Given instruction: Which lines in the records below contain the string "supply", matching case exactly? Copy out each of those lines.
• • • • •
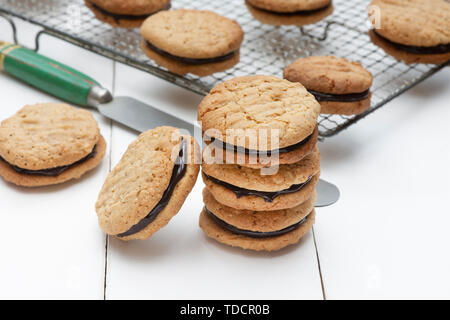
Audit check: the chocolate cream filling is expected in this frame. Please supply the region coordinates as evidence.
[145,40,236,65]
[210,132,314,157]
[0,145,97,177]
[89,1,171,21]
[117,139,187,238]
[204,207,308,238]
[203,172,312,202]
[372,29,450,54]
[255,1,332,17]
[308,90,370,102]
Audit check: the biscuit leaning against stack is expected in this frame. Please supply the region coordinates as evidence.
[245,0,333,27]
[85,0,171,29]
[284,56,373,115]
[369,0,450,64]
[198,76,320,251]
[95,127,200,241]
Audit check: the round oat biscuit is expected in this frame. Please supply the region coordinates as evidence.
[198,75,320,150]
[199,206,316,251]
[369,30,450,64]
[284,56,373,94]
[90,0,170,16]
[203,188,316,232]
[202,147,320,192]
[0,136,106,187]
[369,0,450,47]
[245,0,334,27]
[247,0,331,13]
[202,173,320,211]
[95,127,200,241]
[141,41,240,77]
[84,0,148,29]
[203,127,319,169]
[141,9,244,59]
[0,103,100,170]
• • • • •
Final result:
Audit check: the chocolate cream filling is expected in this frame. Please supply the region coordinates as evidence.
Audit check: the biscuit leaning against stack is expected in this frame. Please supply the region coordinates as evidence.
Audit check: the round oat biscuit is expected in this frame. Please supply the region coordinates as evidence.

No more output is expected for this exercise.